Замените "photo" на "image" в данных от строки с "Locate every instance of the bridge deck" до строки с "Locate every instance of the nutella" включительно и выпишите эти строки заново, больше ничего не меняя. Картинки в ответ не включайте.
_____
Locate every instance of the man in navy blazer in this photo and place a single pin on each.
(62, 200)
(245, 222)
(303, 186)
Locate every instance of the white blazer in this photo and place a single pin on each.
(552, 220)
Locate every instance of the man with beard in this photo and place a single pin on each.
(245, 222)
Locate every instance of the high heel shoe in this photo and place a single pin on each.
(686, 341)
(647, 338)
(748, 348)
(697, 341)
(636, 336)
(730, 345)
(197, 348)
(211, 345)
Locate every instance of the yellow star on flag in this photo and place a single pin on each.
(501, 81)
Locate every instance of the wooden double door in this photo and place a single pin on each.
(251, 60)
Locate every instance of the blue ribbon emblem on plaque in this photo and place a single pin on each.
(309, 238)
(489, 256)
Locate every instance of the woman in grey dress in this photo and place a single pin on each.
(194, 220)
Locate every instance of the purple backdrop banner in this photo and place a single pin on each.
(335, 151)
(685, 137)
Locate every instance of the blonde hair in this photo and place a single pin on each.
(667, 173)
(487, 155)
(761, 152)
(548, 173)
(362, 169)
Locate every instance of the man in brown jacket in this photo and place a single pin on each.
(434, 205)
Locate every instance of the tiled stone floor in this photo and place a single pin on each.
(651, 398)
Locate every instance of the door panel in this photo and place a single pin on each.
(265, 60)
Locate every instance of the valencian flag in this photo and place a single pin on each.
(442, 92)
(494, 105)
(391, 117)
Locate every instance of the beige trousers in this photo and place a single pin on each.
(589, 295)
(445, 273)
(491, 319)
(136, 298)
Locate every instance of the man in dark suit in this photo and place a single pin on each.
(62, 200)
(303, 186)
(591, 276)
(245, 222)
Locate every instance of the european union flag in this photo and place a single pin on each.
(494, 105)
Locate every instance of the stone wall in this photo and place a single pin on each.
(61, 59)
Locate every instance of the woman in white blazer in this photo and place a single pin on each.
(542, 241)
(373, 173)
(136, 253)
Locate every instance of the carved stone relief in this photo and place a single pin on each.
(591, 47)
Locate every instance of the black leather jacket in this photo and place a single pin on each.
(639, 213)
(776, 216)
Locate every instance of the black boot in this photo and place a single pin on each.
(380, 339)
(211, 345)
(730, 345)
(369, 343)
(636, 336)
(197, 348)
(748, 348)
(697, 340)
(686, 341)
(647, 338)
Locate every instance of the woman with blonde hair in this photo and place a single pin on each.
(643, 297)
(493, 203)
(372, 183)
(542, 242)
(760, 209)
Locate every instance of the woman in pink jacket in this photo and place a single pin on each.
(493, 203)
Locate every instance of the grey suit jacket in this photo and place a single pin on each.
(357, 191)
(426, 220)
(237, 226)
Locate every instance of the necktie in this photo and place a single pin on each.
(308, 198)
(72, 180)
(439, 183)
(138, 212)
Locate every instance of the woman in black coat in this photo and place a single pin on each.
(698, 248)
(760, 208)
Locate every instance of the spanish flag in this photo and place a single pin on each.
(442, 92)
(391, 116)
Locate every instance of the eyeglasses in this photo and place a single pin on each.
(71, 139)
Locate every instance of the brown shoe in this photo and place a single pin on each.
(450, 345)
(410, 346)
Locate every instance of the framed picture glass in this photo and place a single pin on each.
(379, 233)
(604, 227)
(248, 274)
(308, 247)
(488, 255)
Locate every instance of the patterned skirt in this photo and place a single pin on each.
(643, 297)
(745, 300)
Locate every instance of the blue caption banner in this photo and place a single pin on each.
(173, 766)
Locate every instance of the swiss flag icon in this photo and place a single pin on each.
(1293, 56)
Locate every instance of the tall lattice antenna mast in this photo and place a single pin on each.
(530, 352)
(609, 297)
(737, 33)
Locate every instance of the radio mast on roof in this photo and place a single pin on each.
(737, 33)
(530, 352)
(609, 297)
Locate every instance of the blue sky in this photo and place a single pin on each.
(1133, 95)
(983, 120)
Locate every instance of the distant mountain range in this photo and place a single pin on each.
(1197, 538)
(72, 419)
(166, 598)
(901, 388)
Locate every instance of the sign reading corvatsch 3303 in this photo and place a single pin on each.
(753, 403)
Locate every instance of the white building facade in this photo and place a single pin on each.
_____
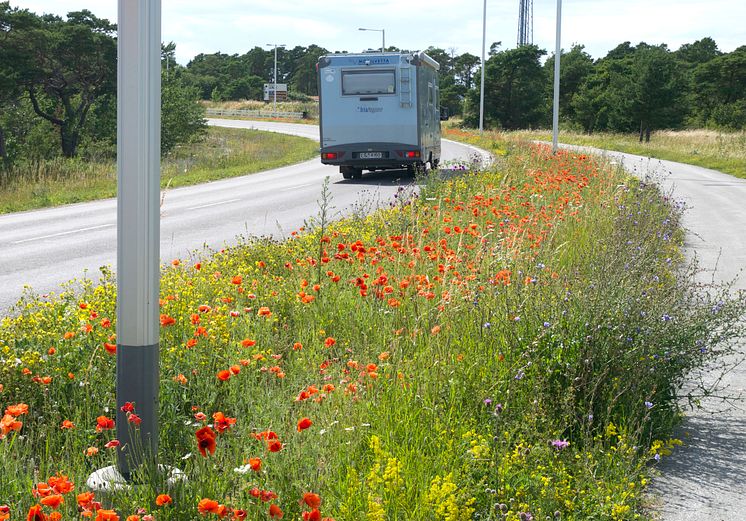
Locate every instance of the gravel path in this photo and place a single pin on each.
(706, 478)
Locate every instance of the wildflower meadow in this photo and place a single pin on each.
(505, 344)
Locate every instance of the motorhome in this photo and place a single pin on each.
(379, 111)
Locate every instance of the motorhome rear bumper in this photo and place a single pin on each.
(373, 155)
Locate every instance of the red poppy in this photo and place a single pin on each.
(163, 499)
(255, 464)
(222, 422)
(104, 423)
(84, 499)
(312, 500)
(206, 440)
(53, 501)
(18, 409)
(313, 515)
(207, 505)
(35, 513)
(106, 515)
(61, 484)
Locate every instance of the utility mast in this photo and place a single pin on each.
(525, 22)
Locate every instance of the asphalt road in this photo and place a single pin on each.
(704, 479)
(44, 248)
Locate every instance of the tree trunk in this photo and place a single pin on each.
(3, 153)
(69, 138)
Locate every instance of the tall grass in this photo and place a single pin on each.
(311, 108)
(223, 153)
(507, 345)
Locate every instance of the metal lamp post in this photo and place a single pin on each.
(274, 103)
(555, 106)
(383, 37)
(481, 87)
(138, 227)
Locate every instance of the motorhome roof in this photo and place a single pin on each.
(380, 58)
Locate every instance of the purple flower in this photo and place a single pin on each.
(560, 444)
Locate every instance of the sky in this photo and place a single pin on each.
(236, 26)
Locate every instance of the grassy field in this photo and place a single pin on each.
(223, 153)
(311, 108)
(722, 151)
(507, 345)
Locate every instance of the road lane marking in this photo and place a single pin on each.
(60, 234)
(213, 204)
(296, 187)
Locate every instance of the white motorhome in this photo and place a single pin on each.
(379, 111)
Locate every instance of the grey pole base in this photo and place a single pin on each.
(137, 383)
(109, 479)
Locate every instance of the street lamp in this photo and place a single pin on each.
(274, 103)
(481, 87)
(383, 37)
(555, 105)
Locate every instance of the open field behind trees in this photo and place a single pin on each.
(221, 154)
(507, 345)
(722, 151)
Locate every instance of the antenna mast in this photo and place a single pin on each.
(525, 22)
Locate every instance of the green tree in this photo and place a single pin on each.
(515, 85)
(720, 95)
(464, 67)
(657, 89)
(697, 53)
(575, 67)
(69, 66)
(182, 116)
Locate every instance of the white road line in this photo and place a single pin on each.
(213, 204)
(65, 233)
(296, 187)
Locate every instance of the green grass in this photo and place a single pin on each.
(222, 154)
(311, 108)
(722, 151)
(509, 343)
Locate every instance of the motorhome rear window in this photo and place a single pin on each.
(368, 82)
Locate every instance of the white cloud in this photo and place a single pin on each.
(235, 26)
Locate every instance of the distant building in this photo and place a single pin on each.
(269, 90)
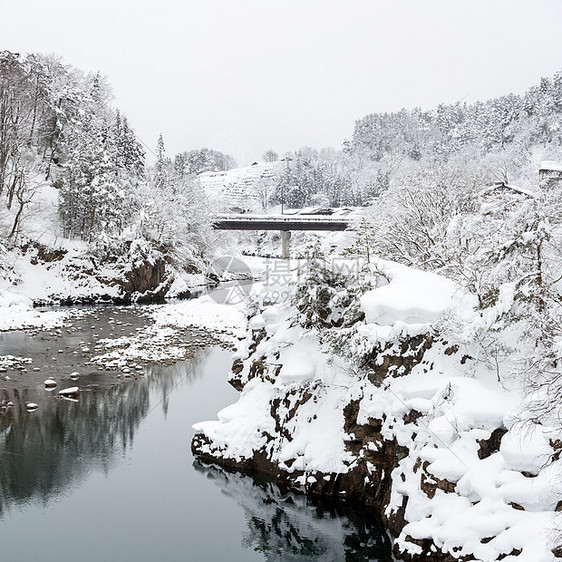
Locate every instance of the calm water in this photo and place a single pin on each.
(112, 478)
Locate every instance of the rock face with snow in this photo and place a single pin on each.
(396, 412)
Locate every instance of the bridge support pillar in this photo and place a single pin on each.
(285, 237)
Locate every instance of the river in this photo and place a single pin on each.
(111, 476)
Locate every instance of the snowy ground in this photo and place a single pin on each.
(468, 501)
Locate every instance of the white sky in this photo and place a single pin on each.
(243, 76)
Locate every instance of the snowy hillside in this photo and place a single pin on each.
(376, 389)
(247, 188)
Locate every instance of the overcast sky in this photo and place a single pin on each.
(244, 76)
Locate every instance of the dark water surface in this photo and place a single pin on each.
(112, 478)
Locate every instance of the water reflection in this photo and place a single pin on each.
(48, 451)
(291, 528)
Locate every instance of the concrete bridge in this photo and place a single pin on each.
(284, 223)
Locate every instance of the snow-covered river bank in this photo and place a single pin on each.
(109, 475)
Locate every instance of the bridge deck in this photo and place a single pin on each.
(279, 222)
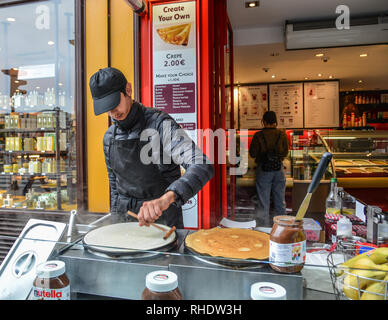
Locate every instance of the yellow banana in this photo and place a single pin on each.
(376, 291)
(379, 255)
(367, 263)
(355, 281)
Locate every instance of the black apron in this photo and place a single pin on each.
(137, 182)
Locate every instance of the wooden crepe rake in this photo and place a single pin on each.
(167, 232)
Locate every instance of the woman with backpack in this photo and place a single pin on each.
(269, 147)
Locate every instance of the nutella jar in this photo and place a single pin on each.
_____
■ Ответ ■
Locate every instance of the bridge deck in this image and place a single pin on each.
(279, 222)
Locate every instance of the yellow banana in this image and place a single pin on each.
(376, 291)
(379, 255)
(367, 263)
(355, 281)
Locate every instance of the black apron in this image and place a single pin on each.
(137, 182)
Locate every instance of the wooden crepe rake in this image and place a single pin on each.
(167, 232)
Locate every instance of the woman with backpack in this image and place a single pin on each.
(269, 147)
Locate every instance of the nutella jar in this image and place a single pin on each.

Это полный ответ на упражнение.